Ich weis ja nicht auf welchen Level du Programmierst aber für ziemlich einfache Anlagen wird es reichen. 
Ich hatte ich auf einen Lehrgang WinSPS mit SPSVisu.
Das erste ist die virtuelle SPS S5 oder S7 und SPSVisu ist die grafische Anlage. Ist ziemlich beeindruckend beide Programme bekommst du als Demo im Netz.


----------



## Maeggy (25 Oktober 2008)

Sorry Leute

Wollte mich nicht in interne Angelegenheiten einmischen. Dachte eigentlich nur an eine einfacher, günstigere Lösung eigene (SPS)-Programme zu testen. Es stehen nicht jedem unbegrenzte Mittel und Zeit für Tests zur Verfügung. 

Gruß
Maeggy


----------



## HeizDuese (25 Oktober 2008)

Man kann die Simulation auch in das SPS-Programm integrieren. Das hat den Vorteil, dass man, wenn man die Vorarbeit geleistet hat, keine Zusätzliche Hardware-Konfiguration für die Simulation braucht. Wenn man z.B. einen Baustein (z.B. multiinstanzfähiger FB) für einen Motor programmiert und dort alle benötigten EA's dran hat, muss dieser nur einmal verschaltet werden. Neben den Verschaltungen für den Antrieb baut man halt gleich die Simulation mit rein- und schon funktioniert das für alle Verwendungsstellen. Genau so kann man das mit analogen Sigalen machen- wir machen das z.B. so für alle Arten von Antrieben (Motoren, Ventile, etc.) Waagen (mit Grob / Fein / Entleerung) und Druckwerten (z.B. bei Druck- oder Saugförderungen).

::::::::::

KURZAUFGABE 1: Fassen Sie den Absatz des Textauszugs, der mit „Man kann die Simulation“ beginnt, in höchstens drei Sätzen zusammen, ohne seine wesentlichen Aussagen wegzulassen.
Der Textauszug und die Datensätze stammen aus verschiedenen Quellen.

::::::::::

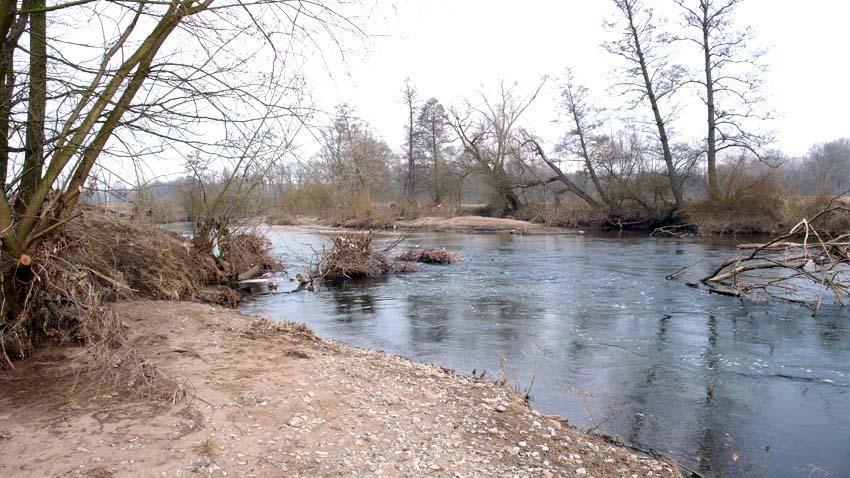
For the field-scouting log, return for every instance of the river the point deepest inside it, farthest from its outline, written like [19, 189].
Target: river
[728, 387]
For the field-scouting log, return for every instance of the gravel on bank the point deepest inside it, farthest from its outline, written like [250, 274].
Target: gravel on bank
[268, 401]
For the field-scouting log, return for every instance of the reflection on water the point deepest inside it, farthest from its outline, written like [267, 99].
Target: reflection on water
[693, 375]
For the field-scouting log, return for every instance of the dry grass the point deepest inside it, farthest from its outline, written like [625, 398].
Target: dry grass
[430, 256]
[751, 205]
[571, 214]
[265, 327]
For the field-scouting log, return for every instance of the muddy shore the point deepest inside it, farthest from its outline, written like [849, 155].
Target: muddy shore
[265, 402]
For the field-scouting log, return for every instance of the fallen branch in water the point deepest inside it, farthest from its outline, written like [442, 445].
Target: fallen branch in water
[800, 266]
[679, 231]
[430, 256]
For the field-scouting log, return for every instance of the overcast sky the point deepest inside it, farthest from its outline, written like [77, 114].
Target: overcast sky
[450, 48]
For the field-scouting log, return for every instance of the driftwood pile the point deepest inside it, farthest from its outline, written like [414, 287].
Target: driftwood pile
[430, 256]
[807, 265]
[349, 256]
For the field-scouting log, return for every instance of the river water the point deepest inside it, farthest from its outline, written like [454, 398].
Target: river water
[712, 381]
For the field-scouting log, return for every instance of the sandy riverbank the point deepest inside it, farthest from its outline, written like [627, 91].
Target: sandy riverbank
[464, 224]
[269, 403]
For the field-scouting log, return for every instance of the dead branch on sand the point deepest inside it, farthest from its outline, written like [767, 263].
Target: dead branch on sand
[800, 266]
[430, 256]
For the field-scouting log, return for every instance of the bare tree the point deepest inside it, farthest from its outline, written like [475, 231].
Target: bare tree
[730, 80]
[151, 78]
[649, 76]
[434, 137]
[410, 102]
[582, 135]
[489, 135]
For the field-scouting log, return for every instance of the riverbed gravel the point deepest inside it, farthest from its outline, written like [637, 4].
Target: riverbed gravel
[269, 402]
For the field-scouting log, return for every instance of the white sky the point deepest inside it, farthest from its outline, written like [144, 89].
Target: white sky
[450, 49]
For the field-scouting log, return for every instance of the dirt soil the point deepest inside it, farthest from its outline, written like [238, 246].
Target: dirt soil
[481, 224]
[264, 402]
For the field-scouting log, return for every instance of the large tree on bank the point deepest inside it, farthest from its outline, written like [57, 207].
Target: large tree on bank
[81, 79]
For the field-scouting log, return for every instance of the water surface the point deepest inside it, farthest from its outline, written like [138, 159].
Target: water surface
[709, 380]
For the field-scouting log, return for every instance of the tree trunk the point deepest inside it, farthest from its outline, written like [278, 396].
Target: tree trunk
[713, 187]
[672, 174]
[34, 146]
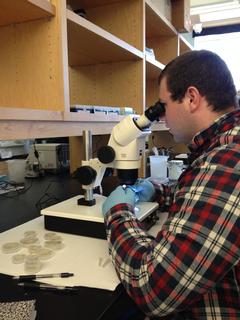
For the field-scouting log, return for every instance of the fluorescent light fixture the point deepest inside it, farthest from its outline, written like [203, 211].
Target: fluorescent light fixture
[217, 12]
[220, 15]
[215, 7]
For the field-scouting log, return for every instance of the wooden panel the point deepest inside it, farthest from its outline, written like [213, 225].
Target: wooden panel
[76, 151]
[113, 84]
[165, 48]
[184, 46]
[153, 68]
[156, 24]
[31, 65]
[11, 129]
[123, 19]
[84, 38]
[14, 11]
[152, 92]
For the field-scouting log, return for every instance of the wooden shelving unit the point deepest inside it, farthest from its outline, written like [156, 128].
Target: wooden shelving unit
[52, 58]
[110, 48]
[184, 46]
[12, 11]
[153, 68]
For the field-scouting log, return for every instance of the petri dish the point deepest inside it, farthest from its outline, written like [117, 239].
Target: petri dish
[34, 248]
[45, 254]
[27, 241]
[11, 247]
[18, 258]
[32, 264]
[30, 233]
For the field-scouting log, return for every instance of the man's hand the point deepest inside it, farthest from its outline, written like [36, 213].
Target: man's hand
[119, 195]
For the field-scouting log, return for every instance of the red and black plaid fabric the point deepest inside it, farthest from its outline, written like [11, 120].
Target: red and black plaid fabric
[192, 267]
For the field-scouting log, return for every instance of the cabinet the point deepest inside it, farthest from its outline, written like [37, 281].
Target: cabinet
[52, 58]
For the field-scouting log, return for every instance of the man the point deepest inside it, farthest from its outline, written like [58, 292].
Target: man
[191, 270]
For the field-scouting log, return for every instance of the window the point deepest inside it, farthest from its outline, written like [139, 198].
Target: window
[227, 46]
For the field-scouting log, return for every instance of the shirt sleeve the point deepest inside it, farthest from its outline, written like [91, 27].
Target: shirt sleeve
[197, 246]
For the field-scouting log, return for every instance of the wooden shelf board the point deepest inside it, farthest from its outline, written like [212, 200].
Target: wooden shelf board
[29, 114]
[16, 11]
[184, 45]
[156, 24]
[153, 68]
[17, 123]
[89, 44]
[46, 129]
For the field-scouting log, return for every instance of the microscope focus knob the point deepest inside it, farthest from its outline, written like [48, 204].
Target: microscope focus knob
[106, 154]
[86, 175]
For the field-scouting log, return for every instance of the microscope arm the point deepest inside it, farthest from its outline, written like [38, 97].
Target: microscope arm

::::::::::

KURZAUFGABE 2: Geben Sie an, in wie vielen Zeilen der Datensätze die Zeichenfolge „grass“ vorkommt, wobei Groß- und Kleinschreibung zu beachten ist. Nennen Sie nur die Zahl.

LÖSUNG 1: Die Simulation lässt sich direkt ins SPS-Programm einbauen, sodass nach der Vorarbeit keine zusätzliche Hardware-Konfiguration für sie nötig ist. Programmiert man etwa einen multiinstanzfähigen FB für einen Motor mit allen benötigten EAs und baut die Simulation gleich mit ein, muss der Baustein nur einmal verschaltet werden, und die Simulation funktioniert an allen Verwendungsstellen. Ebenso geht es mit analogen Signalen, was etwa für alle Arten von Antrieben (Motoren, Ventile usw.), für Waagen (Grob/Fein/Entleerung) und für Druckwerte bei Druck- oder Saugförderungen umgesetzt wird.

LÖSUNG 2: 2